◆ **SUPPLIED INFORMATION**
— begin —
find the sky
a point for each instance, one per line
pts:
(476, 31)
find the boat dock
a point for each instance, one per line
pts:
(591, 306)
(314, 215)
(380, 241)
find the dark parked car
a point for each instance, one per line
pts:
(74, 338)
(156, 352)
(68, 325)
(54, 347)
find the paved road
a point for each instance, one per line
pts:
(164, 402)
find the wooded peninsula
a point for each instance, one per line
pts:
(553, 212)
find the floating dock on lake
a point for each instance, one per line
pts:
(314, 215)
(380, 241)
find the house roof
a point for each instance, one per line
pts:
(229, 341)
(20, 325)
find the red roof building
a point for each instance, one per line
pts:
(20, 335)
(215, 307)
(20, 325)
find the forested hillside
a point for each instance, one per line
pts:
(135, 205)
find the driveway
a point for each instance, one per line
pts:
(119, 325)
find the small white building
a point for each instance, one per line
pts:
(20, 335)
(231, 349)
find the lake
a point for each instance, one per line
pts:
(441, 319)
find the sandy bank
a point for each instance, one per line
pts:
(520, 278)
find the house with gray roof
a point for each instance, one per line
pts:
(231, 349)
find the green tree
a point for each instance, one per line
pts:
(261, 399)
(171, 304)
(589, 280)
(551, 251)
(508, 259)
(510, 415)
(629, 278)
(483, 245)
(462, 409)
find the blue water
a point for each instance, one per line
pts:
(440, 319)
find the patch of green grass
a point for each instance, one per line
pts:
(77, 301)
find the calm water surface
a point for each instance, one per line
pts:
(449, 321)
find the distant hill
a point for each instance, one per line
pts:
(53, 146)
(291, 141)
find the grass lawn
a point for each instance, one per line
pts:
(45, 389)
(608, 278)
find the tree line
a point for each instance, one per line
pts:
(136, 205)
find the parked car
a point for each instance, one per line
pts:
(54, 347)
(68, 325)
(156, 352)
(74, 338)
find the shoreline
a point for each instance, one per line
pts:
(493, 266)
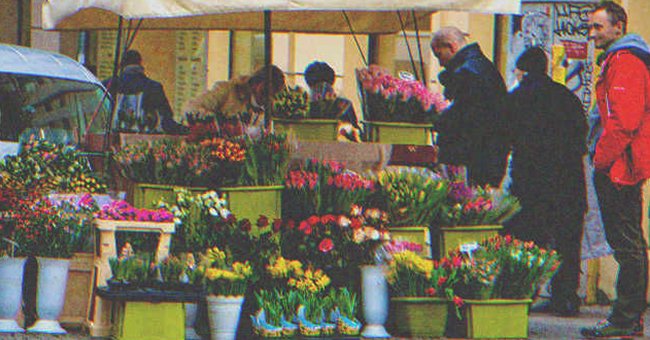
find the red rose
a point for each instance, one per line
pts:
(277, 225)
(313, 220)
(262, 222)
(458, 301)
(326, 245)
(356, 223)
(245, 225)
(305, 227)
(327, 219)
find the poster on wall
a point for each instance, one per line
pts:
(105, 53)
(556, 23)
(191, 67)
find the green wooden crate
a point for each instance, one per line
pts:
(419, 235)
(147, 195)
(150, 321)
(251, 202)
(452, 237)
(418, 316)
(399, 133)
(497, 319)
(307, 129)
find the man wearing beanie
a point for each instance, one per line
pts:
(547, 130)
(140, 102)
(622, 163)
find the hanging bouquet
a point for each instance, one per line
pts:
(123, 211)
(504, 268)
(43, 166)
(224, 276)
(412, 197)
(336, 243)
(292, 102)
(266, 160)
(477, 205)
(390, 99)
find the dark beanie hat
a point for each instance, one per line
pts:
(533, 60)
(131, 57)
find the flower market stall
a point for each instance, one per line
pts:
(322, 258)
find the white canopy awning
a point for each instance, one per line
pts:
(366, 16)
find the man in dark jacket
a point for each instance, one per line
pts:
(470, 130)
(547, 127)
(140, 102)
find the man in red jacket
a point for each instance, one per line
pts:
(622, 162)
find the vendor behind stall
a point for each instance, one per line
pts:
(320, 78)
(241, 99)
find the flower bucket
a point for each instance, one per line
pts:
(452, 237)
(418, 235)
(50, 294)
(253, 201)
(374, 294)
(499, 318)
(307, 129)
(11, 289)
(223, 314)
(147, 195)
(419, 316)
(399, 133)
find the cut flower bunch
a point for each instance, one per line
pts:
(390, 99)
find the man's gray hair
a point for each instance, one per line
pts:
(449, 34)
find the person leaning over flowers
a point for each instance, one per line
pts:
(240, 98)
(320, 78)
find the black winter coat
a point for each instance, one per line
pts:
(470, 131)
(547, 130)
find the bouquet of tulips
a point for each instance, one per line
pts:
(390, 99)
(43, 166)
(412, 197)
(504, 268)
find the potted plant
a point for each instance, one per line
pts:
(51, 233)
(473, 214)
(497, 281)
(158, 168)
(259, 184)
(324, 187)
(42, 166)
(226, 283)
(414, 200)
(420, 291)
(298, 117)
(397, 111)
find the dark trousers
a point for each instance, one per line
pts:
(621, 209)
(556, 224)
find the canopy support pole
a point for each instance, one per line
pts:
(268, 60)
(408, 46)
(417, 36)
(356, 41)
(116, 65)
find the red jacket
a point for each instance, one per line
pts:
(623, 92)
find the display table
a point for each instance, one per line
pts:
(148, 314)
(100, 326)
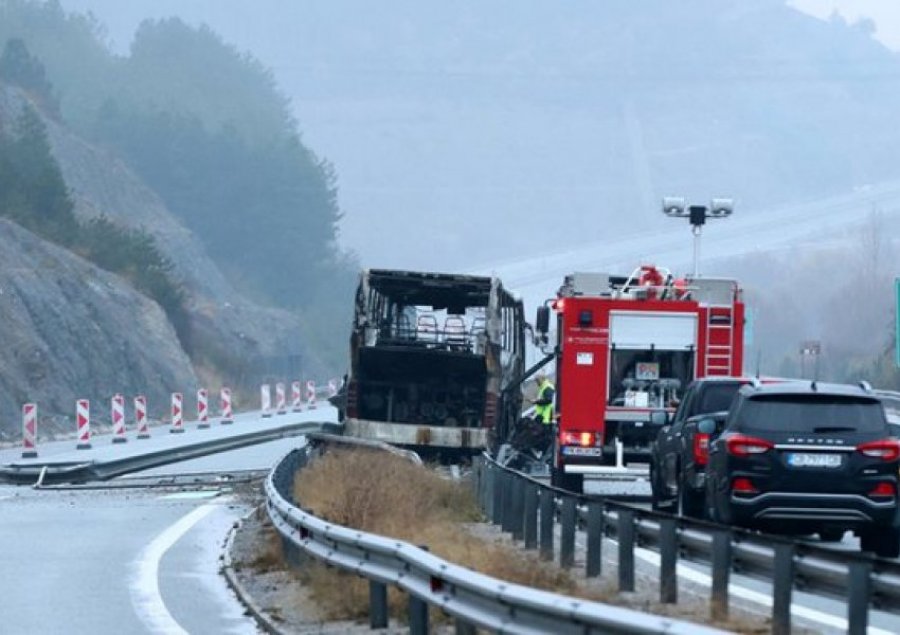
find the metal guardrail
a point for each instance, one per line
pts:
(528, 509)
(51, 473)
(475, 600)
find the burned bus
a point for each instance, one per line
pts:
(434, 360)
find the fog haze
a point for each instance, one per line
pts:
(476, 132)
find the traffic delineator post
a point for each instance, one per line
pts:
(296, 396)
(177, 413)
(140, 417)
(311, 394)
(280, 404)
(265, 396)
(227, 417)
(202, 408)
(29, 431)
(117, 414)
(83, 421)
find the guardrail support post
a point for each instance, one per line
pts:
(783, 580)
(668, 556)
(567, 542)
(418, 616)
(378, 615)
(518, 508)
(508, 501)
(626, 550)
(859, 594)
(531, 502)
(594, 560)
(721, 561)
(546, 534)
(497, 496)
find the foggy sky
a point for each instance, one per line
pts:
(413, 169)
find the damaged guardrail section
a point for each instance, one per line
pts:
(473, 599)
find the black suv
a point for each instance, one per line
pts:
(678, 456)
(808, 458)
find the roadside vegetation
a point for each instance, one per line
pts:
(385, 494)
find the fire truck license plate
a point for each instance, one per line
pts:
(803, 459)
(579, 451)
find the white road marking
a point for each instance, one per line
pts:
(754, 596)
(191, 495)
(145, 594)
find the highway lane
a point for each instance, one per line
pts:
(102, 447)
(85, 562)
(670, 243)
(116, 561)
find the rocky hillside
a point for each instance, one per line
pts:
(72, 330)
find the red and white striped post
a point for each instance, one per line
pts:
(296, 396)
(280, 404)
(140, 417)
(177, 413)
(29, 431)
(311, 394)
(202, 408)
(83, 419)
(117, 415)
(227, 417)
(265, 395)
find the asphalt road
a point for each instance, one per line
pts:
(112, 561)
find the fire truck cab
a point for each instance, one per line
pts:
(626, 349)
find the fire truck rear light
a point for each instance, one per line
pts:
(743, 485)
(701, 448)
(741, 445)
(584, 439)
(884, 489)
(886, 449)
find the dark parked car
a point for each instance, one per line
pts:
(678, 456)
(808, 458)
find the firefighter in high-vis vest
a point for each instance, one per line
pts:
(543, 405)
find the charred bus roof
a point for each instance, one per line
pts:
(439, 290)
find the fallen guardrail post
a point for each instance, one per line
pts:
(547, 511)
(626, 550)
(594, 560)
(567, 540)
(668, 561)
(859, 590)
(782, 579)
(378, 613)
(721, 561)
(531, 506)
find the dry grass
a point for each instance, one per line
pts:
(385, 494)
(270, 555)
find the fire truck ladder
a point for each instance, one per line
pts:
(720, 340)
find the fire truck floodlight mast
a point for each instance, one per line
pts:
(675, 207)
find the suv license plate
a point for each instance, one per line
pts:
(804, 459)
(574, 450)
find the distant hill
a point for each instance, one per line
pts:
(463, 126)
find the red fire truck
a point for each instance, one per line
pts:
(626, 348)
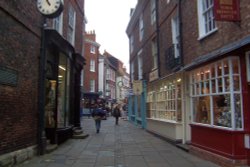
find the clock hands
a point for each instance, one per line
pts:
(48, 2)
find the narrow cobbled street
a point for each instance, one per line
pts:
(123, 145)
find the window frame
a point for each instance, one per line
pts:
(71, 25)
(92, 85)
(92, 65)
(202, 14)
(218, 76)
(154, 54)
(92, 49)
(165, 100)
(141, 27)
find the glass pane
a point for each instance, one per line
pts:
(219, 69)
(179, 116)
(226, 68)
(202, 75)
(213, 86)
(235, 63)
(227, 84)
(220, 87)
(236, 83)
(197, 89)
(238, 113)
(62, 93)
(201, 109)
(50, 104)
(213, 72)
(222, 110)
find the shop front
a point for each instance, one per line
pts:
(165, 113)
(62, 70)
(219, 104)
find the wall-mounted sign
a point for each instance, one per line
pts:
(137, 87)
(153, 75)
(248, 66)
(8, 76)
(226, 10)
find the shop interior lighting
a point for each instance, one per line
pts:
(61, 67)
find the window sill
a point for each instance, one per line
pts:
(215, 126)
(165, 120)
(208, 34)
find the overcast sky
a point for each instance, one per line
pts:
(109, 19)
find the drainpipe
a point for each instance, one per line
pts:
(41, 96)
(158, 36)
(180, 29)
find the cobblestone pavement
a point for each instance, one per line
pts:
(123, 145)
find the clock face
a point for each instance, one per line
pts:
(49, 7)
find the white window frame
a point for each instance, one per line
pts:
(92, 85)
(163, 101)
(154, 54)
(196, 85)
(58, 23)
(206, 18)
(92, 65)
(153, 11)
(108, 74)
(132, 71)
(140, 65)
(176, 36)
(131, 42)
(71, 25)
(92, 49)
(141, 26)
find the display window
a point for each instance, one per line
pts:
(216, 94)
(63, 92)
(165, 100)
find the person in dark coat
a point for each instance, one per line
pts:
(117, 113)
(97, 115)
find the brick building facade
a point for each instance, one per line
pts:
(91, 54)
(196, 72)
(32, 109)
(20, 49)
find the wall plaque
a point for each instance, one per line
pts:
(8, 76)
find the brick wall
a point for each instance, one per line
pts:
(19, 51)
(89, 75)
(227, 31)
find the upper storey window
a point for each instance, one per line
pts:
(71, 25)
(153, 11)
(141, 27)
(206, 18)
(92, 49)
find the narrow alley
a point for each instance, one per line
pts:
(123, 145)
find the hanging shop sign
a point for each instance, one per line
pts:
(153, 75)
(248, 66)
(137, 87)
(226, 10)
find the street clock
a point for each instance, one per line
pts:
(50, 8)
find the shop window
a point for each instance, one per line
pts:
(165, 102)
(216, 94)
(63, 92)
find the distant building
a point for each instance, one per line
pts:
(35, 109)
(193, 60)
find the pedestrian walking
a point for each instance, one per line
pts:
(97, 115)
(117, 113)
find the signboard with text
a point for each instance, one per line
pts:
(137, 87)
(226, 10)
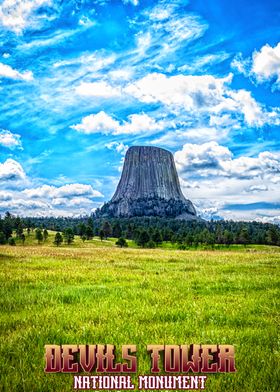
— end —
◆ **WRITTEN INSTRUCTION**
Tally the lines of the material that contain the string "plate", treating uppercase and lowercase as different, and reply with the number alone.

◆ **EXERCISE OUTPUT**
2